Work to be completed
Look at the entries below and restate word for word the lines from the first through the one that has "-- a row prints like pixel 81 268".

The records
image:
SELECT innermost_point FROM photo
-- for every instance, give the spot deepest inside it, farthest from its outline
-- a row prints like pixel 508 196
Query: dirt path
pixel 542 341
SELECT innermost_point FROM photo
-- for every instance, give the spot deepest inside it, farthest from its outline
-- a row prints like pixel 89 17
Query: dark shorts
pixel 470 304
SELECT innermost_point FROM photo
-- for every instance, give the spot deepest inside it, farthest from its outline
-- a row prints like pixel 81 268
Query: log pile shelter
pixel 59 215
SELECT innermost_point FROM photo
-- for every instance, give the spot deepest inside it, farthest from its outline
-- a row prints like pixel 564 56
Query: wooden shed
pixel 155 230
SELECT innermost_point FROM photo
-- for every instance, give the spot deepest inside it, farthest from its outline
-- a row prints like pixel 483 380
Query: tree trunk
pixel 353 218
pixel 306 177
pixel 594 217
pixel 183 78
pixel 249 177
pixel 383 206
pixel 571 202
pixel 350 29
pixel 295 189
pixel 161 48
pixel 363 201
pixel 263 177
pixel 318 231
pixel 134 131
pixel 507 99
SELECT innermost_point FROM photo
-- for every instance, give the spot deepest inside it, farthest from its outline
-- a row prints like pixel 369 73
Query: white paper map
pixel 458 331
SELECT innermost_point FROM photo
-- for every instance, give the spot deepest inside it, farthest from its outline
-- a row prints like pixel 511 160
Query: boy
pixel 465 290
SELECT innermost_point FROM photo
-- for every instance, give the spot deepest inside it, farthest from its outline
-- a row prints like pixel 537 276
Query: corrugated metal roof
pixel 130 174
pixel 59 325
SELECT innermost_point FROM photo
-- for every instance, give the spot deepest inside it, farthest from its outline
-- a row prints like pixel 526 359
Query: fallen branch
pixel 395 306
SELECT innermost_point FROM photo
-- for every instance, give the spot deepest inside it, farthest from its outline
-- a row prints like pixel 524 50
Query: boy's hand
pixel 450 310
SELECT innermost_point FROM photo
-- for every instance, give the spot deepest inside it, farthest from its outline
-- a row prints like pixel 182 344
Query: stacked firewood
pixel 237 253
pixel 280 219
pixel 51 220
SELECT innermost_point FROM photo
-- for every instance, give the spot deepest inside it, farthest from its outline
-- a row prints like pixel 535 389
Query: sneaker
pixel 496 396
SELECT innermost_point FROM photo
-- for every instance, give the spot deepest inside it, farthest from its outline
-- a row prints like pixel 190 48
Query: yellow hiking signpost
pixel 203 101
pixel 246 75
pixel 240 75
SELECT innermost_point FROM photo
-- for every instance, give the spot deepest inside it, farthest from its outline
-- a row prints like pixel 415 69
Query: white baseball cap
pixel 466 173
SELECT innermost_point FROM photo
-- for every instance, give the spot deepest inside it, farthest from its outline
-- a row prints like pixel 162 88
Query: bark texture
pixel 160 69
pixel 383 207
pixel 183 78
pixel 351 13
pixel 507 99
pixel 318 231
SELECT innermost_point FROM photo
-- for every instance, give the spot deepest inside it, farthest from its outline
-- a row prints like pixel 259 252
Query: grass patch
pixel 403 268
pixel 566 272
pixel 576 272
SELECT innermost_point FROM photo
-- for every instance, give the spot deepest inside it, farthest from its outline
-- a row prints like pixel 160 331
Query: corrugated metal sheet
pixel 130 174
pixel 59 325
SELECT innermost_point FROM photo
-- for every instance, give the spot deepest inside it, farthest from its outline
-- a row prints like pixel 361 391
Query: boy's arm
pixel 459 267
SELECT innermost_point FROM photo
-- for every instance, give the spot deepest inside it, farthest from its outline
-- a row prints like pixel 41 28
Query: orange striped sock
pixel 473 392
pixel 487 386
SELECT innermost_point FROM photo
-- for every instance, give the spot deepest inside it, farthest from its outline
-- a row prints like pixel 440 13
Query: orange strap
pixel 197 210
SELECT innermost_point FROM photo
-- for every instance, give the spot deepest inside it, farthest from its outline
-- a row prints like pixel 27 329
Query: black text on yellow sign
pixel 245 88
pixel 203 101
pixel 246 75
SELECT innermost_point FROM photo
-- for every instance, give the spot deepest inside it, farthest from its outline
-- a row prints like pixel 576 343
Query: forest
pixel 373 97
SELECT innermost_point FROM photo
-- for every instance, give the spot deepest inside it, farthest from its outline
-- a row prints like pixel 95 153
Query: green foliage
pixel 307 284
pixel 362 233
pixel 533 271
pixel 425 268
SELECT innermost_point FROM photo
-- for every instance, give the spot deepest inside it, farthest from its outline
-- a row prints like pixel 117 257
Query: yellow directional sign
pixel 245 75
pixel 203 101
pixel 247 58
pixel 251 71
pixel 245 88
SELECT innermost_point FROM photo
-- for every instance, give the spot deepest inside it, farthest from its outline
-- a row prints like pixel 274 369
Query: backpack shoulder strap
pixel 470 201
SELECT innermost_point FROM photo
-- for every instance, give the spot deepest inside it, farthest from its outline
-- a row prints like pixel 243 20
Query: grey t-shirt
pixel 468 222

Result of the exercise
image:
SELECT innermost_point FROM photo
-- for every instance, give the spot deepest inside it, farthest from its outline
-- a row prints like pixel 508 196
Query: dirt path
pixel 542 341
SELECT innermost_point FROM photo
-- for every instance, give the spot deepest inside it, farthest from its outline
-- a row prints like pixel 89 17
Query: dark shorts
pixel 470 304
SELECT innermost_point FROM photo
-- for every instance, give the spot deepest inside it, farthest from its outline
-- a row prints like pixel 81 268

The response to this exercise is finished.